Excerpts from pointing data:
:::::

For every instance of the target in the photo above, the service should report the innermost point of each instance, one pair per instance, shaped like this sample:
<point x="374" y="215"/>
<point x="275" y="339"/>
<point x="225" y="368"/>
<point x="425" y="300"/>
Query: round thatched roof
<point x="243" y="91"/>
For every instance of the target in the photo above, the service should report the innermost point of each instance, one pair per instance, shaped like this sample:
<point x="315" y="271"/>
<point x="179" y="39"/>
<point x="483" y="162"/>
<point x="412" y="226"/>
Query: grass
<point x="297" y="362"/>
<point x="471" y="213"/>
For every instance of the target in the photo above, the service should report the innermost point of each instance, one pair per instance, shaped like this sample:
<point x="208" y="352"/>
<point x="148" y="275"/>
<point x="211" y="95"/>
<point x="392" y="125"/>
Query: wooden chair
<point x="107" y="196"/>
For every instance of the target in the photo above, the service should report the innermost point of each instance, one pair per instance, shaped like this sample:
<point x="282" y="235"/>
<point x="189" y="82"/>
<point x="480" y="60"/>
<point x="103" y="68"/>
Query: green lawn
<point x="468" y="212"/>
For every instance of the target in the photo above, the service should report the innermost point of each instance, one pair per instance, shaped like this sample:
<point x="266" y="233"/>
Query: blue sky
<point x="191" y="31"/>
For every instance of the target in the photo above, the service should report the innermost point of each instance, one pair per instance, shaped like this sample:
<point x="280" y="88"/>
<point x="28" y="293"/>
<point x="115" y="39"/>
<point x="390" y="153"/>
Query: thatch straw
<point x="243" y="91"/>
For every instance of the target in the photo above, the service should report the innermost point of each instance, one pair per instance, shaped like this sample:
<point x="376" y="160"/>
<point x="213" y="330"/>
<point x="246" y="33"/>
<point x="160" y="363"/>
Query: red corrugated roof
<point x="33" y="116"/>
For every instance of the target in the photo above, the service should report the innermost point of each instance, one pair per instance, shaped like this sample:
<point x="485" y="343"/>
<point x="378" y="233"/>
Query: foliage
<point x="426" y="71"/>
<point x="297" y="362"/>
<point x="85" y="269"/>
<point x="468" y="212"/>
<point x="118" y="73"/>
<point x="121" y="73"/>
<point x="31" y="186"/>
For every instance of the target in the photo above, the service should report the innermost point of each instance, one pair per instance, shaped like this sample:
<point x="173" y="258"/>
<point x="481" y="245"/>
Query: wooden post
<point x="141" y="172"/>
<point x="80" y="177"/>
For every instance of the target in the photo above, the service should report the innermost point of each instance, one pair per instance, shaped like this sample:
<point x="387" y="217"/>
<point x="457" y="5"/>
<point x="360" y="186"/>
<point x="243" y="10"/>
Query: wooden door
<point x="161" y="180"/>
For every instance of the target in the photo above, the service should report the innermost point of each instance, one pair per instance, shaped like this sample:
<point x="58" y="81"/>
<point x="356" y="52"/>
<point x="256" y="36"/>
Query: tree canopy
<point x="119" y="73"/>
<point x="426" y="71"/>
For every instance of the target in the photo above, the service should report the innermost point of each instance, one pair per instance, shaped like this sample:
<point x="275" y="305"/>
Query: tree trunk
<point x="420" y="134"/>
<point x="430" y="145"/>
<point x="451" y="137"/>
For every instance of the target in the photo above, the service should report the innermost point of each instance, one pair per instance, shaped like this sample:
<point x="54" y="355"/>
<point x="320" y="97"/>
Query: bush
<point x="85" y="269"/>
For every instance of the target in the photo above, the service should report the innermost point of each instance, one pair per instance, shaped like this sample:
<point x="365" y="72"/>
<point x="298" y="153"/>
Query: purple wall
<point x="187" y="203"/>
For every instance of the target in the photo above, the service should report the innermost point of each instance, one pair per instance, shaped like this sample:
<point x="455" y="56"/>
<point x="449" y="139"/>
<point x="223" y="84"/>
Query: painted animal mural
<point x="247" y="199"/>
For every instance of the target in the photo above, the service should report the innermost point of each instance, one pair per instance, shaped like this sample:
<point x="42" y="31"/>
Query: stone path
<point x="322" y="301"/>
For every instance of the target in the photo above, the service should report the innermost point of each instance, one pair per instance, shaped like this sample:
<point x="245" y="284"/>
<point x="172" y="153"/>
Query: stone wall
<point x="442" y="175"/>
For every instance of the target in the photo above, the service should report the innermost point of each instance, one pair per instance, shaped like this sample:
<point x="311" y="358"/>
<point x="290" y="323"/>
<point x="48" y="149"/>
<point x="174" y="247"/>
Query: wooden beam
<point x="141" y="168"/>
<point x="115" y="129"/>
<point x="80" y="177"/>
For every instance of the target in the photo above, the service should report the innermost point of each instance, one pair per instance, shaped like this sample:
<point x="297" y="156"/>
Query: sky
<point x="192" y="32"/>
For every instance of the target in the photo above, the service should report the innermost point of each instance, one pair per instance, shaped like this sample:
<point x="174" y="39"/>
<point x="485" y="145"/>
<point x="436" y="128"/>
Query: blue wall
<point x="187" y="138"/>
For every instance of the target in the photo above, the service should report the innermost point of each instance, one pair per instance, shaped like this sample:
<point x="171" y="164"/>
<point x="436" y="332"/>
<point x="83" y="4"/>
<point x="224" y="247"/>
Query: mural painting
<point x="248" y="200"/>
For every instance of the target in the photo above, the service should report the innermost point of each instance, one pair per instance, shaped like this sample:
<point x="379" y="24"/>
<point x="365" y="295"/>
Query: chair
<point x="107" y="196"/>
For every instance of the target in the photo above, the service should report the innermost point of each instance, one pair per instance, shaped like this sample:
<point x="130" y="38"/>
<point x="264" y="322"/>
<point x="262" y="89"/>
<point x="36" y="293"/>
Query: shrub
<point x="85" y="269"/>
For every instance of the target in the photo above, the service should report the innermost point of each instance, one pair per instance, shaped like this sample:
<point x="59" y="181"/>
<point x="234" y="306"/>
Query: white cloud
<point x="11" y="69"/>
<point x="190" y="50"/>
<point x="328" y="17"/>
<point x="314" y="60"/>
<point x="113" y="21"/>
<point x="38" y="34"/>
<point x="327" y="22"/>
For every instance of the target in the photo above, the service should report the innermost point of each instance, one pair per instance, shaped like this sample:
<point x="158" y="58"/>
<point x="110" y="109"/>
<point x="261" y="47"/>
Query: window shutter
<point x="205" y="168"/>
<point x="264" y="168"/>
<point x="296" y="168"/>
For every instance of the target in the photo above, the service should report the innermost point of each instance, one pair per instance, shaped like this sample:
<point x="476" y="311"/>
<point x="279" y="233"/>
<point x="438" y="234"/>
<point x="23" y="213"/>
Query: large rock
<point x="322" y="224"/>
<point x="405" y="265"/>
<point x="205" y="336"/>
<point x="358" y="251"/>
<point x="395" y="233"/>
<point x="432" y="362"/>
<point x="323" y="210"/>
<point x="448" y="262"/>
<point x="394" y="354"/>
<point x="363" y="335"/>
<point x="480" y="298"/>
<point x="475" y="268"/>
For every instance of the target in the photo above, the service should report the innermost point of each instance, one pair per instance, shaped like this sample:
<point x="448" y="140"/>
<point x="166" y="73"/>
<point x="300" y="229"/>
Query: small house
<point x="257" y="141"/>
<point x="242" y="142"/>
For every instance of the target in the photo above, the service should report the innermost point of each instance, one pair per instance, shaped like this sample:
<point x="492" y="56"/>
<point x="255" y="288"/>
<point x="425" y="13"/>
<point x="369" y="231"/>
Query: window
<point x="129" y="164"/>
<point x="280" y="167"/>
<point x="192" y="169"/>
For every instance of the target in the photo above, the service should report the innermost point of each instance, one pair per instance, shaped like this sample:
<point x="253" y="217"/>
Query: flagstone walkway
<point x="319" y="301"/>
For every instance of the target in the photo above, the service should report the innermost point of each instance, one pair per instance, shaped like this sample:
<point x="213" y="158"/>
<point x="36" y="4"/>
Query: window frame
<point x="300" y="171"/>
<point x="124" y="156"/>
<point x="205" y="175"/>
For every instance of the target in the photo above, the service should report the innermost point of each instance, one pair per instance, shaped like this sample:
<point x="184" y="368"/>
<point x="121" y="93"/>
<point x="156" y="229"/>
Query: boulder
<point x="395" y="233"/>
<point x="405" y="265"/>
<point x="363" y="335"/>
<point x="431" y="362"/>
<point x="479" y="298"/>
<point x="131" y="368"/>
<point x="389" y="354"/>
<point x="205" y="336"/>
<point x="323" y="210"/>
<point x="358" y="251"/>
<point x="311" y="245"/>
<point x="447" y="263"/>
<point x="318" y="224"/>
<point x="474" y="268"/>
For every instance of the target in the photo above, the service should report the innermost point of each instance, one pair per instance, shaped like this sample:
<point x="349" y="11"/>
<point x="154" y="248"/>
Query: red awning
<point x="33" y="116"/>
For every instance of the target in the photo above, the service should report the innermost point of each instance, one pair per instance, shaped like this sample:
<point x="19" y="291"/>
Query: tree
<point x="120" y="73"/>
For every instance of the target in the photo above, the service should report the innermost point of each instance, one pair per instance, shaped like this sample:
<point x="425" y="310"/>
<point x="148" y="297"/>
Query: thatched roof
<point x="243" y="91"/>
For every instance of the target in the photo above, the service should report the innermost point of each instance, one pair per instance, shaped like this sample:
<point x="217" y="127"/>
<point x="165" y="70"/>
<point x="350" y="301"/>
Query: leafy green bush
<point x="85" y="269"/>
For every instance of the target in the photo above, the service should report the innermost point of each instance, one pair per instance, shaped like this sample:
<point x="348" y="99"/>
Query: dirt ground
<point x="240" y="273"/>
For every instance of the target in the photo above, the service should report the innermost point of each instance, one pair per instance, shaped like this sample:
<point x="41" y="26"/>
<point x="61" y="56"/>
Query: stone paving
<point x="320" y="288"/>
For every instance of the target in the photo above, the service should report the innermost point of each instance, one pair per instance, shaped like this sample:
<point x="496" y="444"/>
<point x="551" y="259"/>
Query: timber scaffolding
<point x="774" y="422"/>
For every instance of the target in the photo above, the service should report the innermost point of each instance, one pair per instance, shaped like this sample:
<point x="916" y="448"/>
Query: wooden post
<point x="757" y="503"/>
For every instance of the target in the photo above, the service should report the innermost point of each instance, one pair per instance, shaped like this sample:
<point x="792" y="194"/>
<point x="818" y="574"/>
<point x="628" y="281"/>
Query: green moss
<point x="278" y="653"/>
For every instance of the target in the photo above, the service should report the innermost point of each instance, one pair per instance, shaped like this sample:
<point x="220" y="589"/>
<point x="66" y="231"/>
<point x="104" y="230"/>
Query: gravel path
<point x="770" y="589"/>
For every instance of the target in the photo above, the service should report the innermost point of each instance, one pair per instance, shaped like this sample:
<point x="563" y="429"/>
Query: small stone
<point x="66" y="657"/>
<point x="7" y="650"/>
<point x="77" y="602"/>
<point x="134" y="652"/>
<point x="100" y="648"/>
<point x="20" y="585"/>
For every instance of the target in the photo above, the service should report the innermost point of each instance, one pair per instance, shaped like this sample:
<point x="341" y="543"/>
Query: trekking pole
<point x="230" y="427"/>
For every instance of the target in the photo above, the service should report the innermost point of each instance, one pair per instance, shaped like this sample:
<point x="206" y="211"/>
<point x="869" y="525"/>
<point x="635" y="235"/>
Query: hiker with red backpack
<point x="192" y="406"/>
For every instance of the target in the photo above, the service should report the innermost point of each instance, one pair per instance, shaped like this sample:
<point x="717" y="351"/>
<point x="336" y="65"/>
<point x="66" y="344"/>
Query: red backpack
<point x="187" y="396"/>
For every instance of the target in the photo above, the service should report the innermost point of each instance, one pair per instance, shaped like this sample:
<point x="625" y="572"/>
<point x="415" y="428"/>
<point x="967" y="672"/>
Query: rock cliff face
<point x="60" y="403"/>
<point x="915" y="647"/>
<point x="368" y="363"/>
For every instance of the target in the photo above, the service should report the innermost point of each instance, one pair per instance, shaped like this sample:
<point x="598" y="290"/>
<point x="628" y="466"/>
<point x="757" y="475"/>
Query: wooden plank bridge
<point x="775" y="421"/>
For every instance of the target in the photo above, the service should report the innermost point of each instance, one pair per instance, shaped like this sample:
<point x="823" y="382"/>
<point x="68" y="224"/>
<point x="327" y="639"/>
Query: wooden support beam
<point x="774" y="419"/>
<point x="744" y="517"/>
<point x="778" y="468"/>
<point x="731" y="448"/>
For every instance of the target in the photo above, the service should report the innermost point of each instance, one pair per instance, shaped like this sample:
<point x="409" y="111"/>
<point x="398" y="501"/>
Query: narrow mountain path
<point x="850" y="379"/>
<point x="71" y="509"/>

:::::

SET TASK:
Find every line in the records above that contains the string "rock" with the same capitalization, and copy each of those lines.

EXERCISE ANSWER:
Query: large rock
Query: rock cliff face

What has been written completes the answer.